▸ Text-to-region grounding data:
───
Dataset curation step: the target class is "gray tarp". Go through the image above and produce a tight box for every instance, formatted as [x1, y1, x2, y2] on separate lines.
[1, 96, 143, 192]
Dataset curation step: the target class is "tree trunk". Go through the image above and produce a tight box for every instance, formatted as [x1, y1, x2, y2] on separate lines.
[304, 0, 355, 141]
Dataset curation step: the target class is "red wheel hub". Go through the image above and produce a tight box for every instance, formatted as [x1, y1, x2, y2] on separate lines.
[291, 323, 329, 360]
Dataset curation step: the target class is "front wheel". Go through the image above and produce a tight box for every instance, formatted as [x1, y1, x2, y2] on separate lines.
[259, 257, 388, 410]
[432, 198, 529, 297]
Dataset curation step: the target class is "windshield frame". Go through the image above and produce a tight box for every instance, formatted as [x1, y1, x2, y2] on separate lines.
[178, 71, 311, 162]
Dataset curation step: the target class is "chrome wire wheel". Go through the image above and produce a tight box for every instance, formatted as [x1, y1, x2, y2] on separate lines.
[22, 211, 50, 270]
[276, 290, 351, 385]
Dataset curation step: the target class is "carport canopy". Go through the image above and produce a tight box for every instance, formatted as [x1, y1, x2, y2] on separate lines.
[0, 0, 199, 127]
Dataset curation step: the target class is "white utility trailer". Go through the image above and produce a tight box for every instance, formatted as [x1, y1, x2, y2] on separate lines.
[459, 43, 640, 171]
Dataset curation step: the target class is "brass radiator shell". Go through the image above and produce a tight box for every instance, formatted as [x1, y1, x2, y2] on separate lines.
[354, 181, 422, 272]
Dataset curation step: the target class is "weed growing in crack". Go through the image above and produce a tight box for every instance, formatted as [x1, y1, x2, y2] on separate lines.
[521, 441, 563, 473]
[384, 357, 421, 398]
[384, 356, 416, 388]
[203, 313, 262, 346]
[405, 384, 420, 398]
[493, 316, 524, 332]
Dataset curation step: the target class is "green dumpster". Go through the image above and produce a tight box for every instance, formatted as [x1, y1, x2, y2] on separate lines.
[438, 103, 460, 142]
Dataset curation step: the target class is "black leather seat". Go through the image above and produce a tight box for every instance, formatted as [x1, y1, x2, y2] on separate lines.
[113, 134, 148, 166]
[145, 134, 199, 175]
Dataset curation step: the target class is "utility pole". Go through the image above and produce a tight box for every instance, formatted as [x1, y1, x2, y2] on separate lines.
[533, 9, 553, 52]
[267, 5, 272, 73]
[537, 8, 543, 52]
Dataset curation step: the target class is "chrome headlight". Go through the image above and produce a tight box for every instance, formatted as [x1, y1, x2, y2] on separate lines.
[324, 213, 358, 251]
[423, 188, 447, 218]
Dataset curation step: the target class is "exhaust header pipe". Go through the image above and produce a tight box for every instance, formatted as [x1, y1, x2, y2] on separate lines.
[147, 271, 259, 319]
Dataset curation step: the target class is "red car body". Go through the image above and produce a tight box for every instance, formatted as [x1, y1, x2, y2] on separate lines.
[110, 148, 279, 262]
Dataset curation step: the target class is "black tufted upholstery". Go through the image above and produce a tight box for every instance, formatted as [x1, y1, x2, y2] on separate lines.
───
▸ REQUIRED ACTION: Whatever the entries say, repeat all of them exactly.

▸ TASK OUTPUT:
Dataset curation step: the target class is "gray tarp". Go through the image above and produce a tight box for every instance, formatted as [x1, y1, x2, y2] on separate lines.
[1, 96, 143, 192]
Dataset curation step: the target class is "tree trunk". Go through the image above and produce a tight box for every instance, formatted as [x1, y1, x2, y2] on separate lines.
[304, 0, 355, 141]
Dataset curation step: the target class is "red wheel hub". Go through the image above and produce a tight box for every instance, formatted as [x1, y1, x2, y2] on separate lines.
[291, 323, 329, 360]
Dataset curation step: the target class is "front wheel". Go through the image above and produce a tight box for every instance, formatted as [x1, y1, x2, y2] on separate lines.
[259, 257, 388, 410]
[432, 198, 529, 297]
Dataset curation step: the target class is "windshield frame". Go through the image above and produce a tight box for every instance, formatted as [x1, y1, x2, y2] on separate lines.
[178, 71, 311, 162]
Dataset curation step: the target class is "chrome wire wheel". Go through the image above and produce a tight box for every instance, formatted as [x1, y1, x2, y2] on separate lines.
[22, 211, 50, 270]
[276, 290, 351, 385]
Dataset curation step: the target class is "carport canopy". Go through the image above and produce a tight box for every instance, formatted as [x1, y1, x2, y2] on separate lines.
[0, 0, 199, 127]
Dataset curation step: the target class is "white utility trailer". Go through the image above and produce a tight box for every instance, formatted as [x1, y1, x2, y2] on separate lines.
[459, 43, 640, 171]
Dataset curation step: the target class is "brass radiator shell". Go through the image above and produce a tight box for every instance, formatted as [x1, y1, x2, y2] on separate lines.
[354, 181, 422, 272]
Dataset curation step: the target class is "weed growing in crack". Go through the image above and produce a tight box for every instance, formatted as [x1, y1, x2, y2] on separate lines.
[521, 441, 563, 473]
[384, 357, 421, 398]
[384, 356, 416, 388]
[203, 313, 262, 346]
[405, 384, 420, 398]
[493, 316, 524, 332]
Dataset curation step: the target class is "green dumpster". Go through the image above and produce a tight box for every instance, formatted as [x1, y1, x2, y2] on separate lines.
[438, 103, 460, 142]
Dataset curation step: the target class is "black leather seat". Go through the image above and produce a tight box for every instance, formatted as [x1, y1, x2, y2] on separate lines.
[113, 134, 148, 166]
[145, 134, 199, 175]
Dataset curation step: the target class is "utility pole". Go through the image above and produce a tight box for every instance, formatted as [x1, y1, x2, y2] on separate lines.
[533, 9, 553, 52]
[267, 5, 272, 73]
[537, 8, 543, 52]
Dataset curation step: the target class is "chrome headlight". Go through the image above and produce a tight box for every instance, formatted as [x1, y1, x2, y2] on separate lines.
[324, 213, 358, 251]
[423, 188, 447, 218]
Dataset curation step: the target class is "exhaust header pipe". Go through the image above and produce a tight box for every instance, formatted as [x1, y1, x2, y2] on separate lines.
[147, 271, 259, 319]
Dataset curation step: the target class is "red car body". Go through the image above and produce a tight box for every instance, formatted as [x1, y1, x2, y2] on separate lines.
[110, 148, 279, 262]
Dataset curation step: the target class is "black tufted upholstery". Go through the image above and produce a tight box for every instance, formatted as [x1, y1, x2, y2] on separate lines.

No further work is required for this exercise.